**Set problem:**
Find each line below that contains the word "wooden", and copy every one of those lines in full.

**Data lines:**
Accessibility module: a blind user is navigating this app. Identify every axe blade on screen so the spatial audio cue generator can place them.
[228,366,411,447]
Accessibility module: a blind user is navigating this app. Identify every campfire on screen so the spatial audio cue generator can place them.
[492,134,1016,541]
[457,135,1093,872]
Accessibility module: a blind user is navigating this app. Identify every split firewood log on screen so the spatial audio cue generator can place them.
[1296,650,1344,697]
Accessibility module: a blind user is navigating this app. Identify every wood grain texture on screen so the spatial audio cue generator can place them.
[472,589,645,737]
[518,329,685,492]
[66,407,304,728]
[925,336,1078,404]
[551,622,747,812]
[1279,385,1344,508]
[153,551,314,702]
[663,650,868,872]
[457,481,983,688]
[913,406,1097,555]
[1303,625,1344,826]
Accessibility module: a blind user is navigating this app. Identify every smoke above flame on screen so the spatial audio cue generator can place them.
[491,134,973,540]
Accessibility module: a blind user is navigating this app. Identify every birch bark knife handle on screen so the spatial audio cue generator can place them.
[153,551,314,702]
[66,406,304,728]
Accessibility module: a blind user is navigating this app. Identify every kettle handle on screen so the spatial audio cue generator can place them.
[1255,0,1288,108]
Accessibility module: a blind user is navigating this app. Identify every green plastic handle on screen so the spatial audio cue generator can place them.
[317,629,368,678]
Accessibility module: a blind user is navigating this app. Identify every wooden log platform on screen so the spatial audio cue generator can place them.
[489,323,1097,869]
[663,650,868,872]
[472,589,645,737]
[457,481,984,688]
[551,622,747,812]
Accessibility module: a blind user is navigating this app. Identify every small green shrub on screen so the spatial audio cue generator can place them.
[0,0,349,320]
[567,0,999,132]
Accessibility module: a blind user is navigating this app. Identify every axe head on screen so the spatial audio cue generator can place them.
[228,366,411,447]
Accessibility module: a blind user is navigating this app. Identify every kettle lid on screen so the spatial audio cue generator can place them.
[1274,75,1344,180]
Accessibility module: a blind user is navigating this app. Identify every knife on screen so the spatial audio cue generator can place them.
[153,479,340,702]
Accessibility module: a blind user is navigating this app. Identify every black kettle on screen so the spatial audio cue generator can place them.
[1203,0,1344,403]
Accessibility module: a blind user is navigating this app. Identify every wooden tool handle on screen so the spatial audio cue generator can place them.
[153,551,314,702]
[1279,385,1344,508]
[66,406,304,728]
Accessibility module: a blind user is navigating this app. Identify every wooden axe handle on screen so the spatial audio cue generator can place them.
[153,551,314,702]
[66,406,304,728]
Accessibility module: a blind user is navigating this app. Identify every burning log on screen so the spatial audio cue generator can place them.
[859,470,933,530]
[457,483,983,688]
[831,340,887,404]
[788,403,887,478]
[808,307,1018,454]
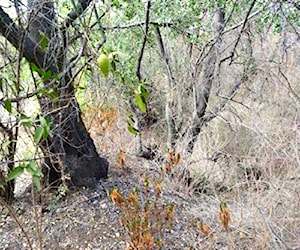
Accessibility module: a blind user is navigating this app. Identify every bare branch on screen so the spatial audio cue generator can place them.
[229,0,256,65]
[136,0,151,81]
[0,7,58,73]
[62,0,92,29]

**The output:**
Accessibility module: a blind user is navigating this app. Identify every wooden log platform on screen so the spatial audio cue generator can place them.
Accessibility module: a blind user is navigating this app. Identify every wooden tool handle on screen so the spatial audio cue generator can place them.
Accessibility module: a blind user is navigating this app. Identify every wooden axe handle on screen so the spatial audio cue generator can place them.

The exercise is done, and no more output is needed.